# [SOAL TERTULIS 1]
Dalam teks tentang mitos Annam dan nekara Selayar, pada tahun berapa nekara raksasa di Selayar ditemukan?
# [SOAL TERTULIS 2]
Lanjutkan teks tentang mitos Annam dan nekara Selayar, dimulai tepat setelah kalimat terakhirnya.

# [TEKS BACAAN]
++++++

Ilustrasi Loc Long Quan, Au Co, dan putra mereka Raja Hung. Sumber: http://holiday.yeudoi.net/2010/11/gio-to-hung-vuong-103-am-lich.html

Mitos Annam di atas mengandung unsur-unsur yang sama dengan riwayat asal mula manusia di Sulawesi Selatan. Batara Guru yang berasal dari langit turun ke bumi dan menikah dengan We Nyiliq Timoq yang berasal dari Peretiwi. Dewa-dewa penghuni Peretiwi ketika akan muncul ke permukaan bumi biasanya mengambil penyamaran (larukodo) dalam bentuk buaya. Buaya sebagai penguasa air juga dikenal pada mitos-mitos kuno Annam, hanya saja ketika pengaruh Cina masuk, sosok buaya digantikan oleh naga. Dari keturunan Batara Guru & We Nyiliq Timoq lahirlah raja-raja yang memerintah di atas dunia (bahkan hingga Senrijawa dan Maccapaiq).

  • Mitos Nekara Kembar dan Kebudayaan Dongson

Di Selayar, terdapat sebuah nekara raksasa yang memiliki hiasan kodok serta diukir dengan ornamen-ornamen berbentuk gajah, burung, pohon sirih, dan ikan. Gong yang terbuat dari logam ini dipercaya sebagai nekara terbesar sekaligus tertua di dunia. Ditemukan secara tidak sengaja oleh seorang petani pada tahun 1686, sejak saat itulah nekara ini dijadikan sebagai arayang atau pusaka kerajaan Bontobangun. Legenda lokal mempercayai bahwa nekara tersebut dibawa oleh Sawerigading ke Selayar. Nekara tersebut juga diyakini memiliki pasangan di negri Cina, “istri”-nya, yaitu nekara Ngoc Lu di Hanoi, Vietnam.

++++++

# [DATA YANG DIBERIKAN]
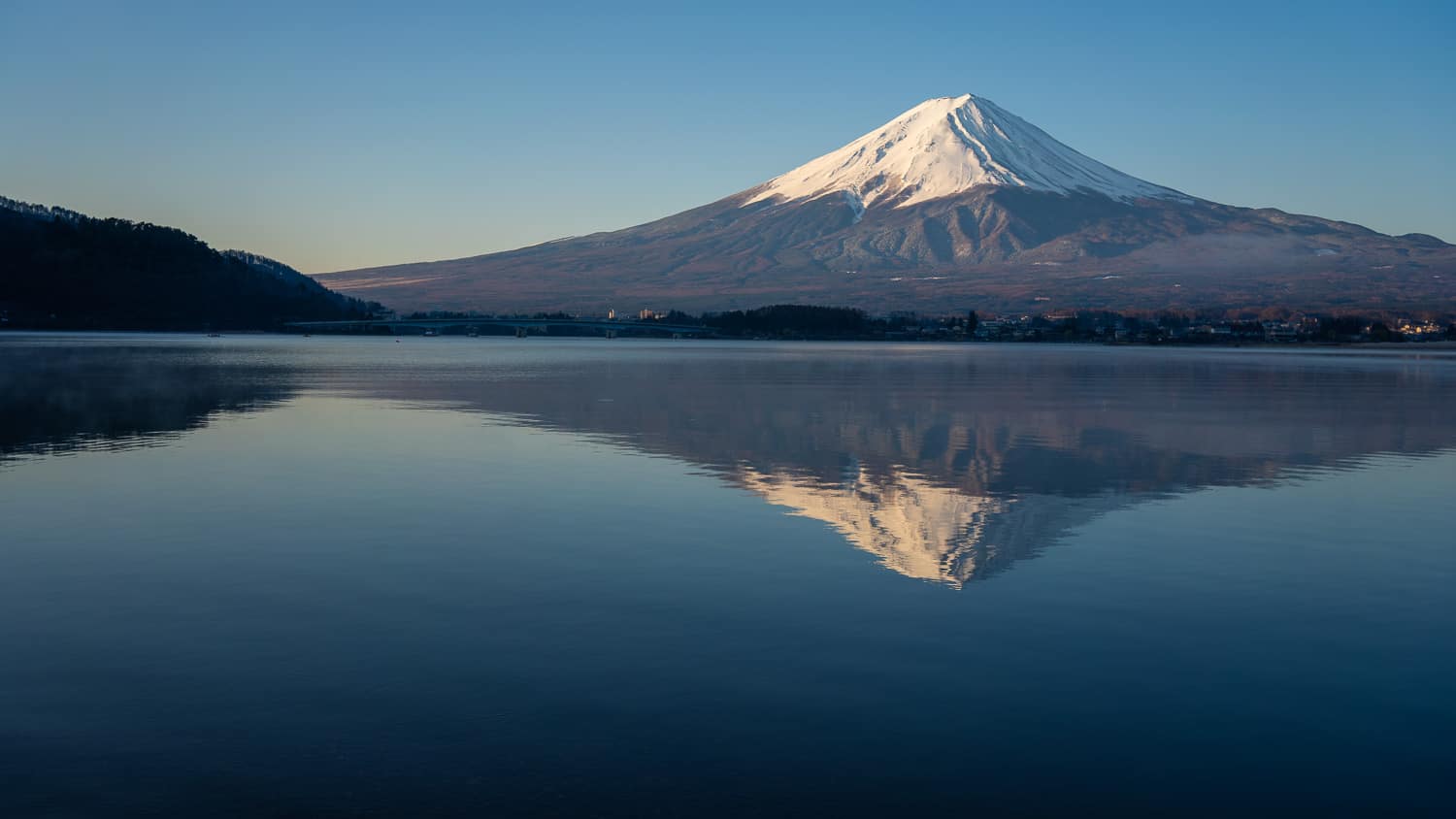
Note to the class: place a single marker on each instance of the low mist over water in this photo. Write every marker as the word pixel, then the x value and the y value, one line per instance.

++++++

# [JAWABAN LATIHAN 1]
Pada tahun 1686.

# [JAWABAN LATIHAN 2]
Nekara Selayar. Sumber: Wikipedia

Nekara dengan karakteristik yang ada di Pulau Selayar tersebut digolongkan sebagai model Heger I. Persebaran nekara di Indonesia mengikuti jalur perdagangan laut yang ditempuh sebelum tahun Masehi, mulai dari Tanah Melayu hingga ke Papua. Nekara-nekara tersebut dipercaya dibuat antara tahun 500 sampai 100 SM di Vietnam Utara atau Cina Selatan. Pembuatan nekara berkembang pesat seiring dengan kebangkitan Kebudayaan Dongson di delta Sungai Merah (Annam kuno) sekitar tahun 1000 SM hingga 1 SM. Masyarakat Dongson tergolong sebagai bangsa Austronesia yang hidup melalui pertanian dan peternakan. Mereka juga terkenal sebagai pelaut ulung yang mengarungi Laut Cina Selatan. Kemahiran masyarakat Dongson dalam mengolah perunggu nampak dari beranekaragamnya perkakas mereka yang terbuat dari logam.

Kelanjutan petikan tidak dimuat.